Copy the items below, substituting "mark" for every "spot" and keeping everything else the same. Leave the pictures out of your copy.

++++ Material supplied ++++

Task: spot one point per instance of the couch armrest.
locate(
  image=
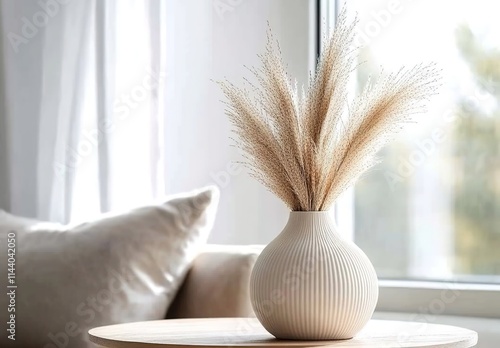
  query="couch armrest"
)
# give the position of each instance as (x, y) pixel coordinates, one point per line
(217, 284)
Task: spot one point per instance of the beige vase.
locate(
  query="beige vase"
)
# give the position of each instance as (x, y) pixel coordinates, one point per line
(312, 284)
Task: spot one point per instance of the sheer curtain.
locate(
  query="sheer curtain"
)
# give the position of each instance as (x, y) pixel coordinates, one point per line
(82, 118)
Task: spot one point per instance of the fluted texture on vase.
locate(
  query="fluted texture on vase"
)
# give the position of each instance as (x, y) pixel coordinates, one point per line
(309, 283)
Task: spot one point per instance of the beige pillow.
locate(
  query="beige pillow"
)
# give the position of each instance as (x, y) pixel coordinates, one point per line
(202, 297)
(120, 268)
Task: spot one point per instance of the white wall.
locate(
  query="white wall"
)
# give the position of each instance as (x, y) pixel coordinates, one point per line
(212, 40)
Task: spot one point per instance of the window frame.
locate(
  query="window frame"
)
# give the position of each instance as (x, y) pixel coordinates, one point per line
(420, 298)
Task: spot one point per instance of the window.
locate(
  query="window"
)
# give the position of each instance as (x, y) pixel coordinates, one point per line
(431, 210)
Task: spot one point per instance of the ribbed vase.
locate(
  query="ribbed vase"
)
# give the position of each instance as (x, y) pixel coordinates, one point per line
(312, 284)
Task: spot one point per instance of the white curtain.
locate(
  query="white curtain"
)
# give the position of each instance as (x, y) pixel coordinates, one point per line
(81, 114)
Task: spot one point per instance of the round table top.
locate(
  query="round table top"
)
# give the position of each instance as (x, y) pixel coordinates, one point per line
(248, 332)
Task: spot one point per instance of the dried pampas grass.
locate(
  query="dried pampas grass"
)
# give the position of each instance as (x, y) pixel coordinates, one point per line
(308, 147)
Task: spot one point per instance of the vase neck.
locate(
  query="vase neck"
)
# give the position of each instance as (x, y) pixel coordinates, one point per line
(317, 222)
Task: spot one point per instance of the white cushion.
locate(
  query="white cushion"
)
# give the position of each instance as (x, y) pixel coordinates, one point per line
(119, 268)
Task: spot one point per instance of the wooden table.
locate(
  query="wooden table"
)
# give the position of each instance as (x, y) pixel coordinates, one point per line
(247, 332)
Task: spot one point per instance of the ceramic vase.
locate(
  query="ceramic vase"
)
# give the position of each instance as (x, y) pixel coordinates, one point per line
(310, 283)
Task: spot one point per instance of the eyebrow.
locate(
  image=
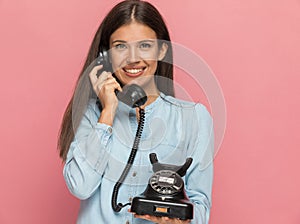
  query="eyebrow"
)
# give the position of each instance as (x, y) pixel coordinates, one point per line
(123, 41)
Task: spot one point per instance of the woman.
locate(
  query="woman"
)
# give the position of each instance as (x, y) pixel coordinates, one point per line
(95, 141)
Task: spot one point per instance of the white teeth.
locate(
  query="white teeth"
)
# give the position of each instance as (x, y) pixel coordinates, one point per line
(134, 70)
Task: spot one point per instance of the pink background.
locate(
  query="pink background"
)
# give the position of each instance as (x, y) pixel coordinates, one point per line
(253, 48)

++++

→ Solution to the problem:
Task: mark one point per instance of the couch armrest.
locate(
  image=
  query="couch armrest"
)
# give the position of each instance as (x, y) pixel coordinates, one point per line
(217, 284)
Task: mark one point per instance of the beige vase.
locate(
  query="beige vase"
)
# give the position of each instance as (x, y) pixel coordinates, one point per line
(312, 284)
Task: mark one point per instance of the sheer curtain.
locate(
  query="sheer curtain"
)
# give the position of each instance as (x, y) pixel coordinates, one point per line
(82, 118)
Task: mark one point per instance of the fluted texture on vase.
locate(
  query="fluted texture on vase"
)
# give the position of each instance as (x, y) pixel coordinates, one point per line
(309, 283)
Task: mark one point per instance of the beige pillow.
locate(
  query="beige pillow"
)
# give the position of each instance as (x, y) pixel coordinates, one point per line
(202, 297)
(120, 268)
Task: mark one point per instance of the white wall.
locate(
  query="white wall"
)
# give the position of each instance as (x, y) pixel coordinates, one point per line
(212, 40)
Task: mark one point per instance of the window frame.
locate(
  query="window frame"
)
# give the position of each instance as (x, y) pixel coordinates, one point per line
(420, 298)
Task: mark one point per instance of the window.
locate(
  query="window"
)
# give the position of each instance as (x, y) pixel coordinates, one point per line
(431, 210)
Task: mark one point per instance of the ribbed vase.
locate(
  query="ribbed vase"
)
# give the position of each instance as (x, y) pixel coordinates, one point per line
(312, 284)
Task: mark one point per instance of the white curtain.
locate(
  query="white curtain"
)
# give the position of each instance as (x, y) pixel coordinates, one point per line
(81, 114)
Task: mark one point per instance of the round table top.
locate(
  query="round table top"
)
# give the position of each instance as (x, y) pixel coordinates, one point per line
(248, 332)
Task: mark one point per instance of the dried pampas grass.
locate(
  query="dried pampas grass"
)
# give the position of each instance as (x, y) pixel coordinates, one point per line
(308, 147)
Task: mark one point per instance of the vase neck.
locate(
  query="vase neck"
)
# give the position of each instance as (x, y) pixel coordinates, one point per line
(317, 222)
Task: mark one point per instance of the white cushion.
locate(
  query="white cushion"
)
# give the position of each instance as (x, y) pixel coordinates, one point per line
(119, 268)
Task: mark one point per instance of the wooden table.
locate(
  query="wooden table"
)
# give the position of each instance as (x, y) pixel coordinates, one point per line
(247, 332)
Task: mark one point per instance of the ceramic vase.
locate(
  query="ceramic vase"
)
# give the position of each instance as (x, y) pixel coordinates, one point per line
(310, 283)
Task: mark one point per instance of the eyebrow.
locate(
  image=
  query="eyebrow"
)
# give the position of each instance as (x, y) pixel coordinates, one point per line
(123, 41)
Task: mark one point per instance of the woman.
locate(
  query="woman"
)
# give the position of each instance as (x, y) pixel coordinates, one point per line
(95, 141)
Task: mark one point per instance of the white teeth.
locate(
  query="white teeth"
)
# give the position of each instance as (x, y) pixel coordinates, one point per line
(134, 70)
Task: mark one point per instance of the pink background.
locate(
  query="pink background"
)
# give the position of each instance as (x, y) pixel coordinates, one point per line
(253, 48)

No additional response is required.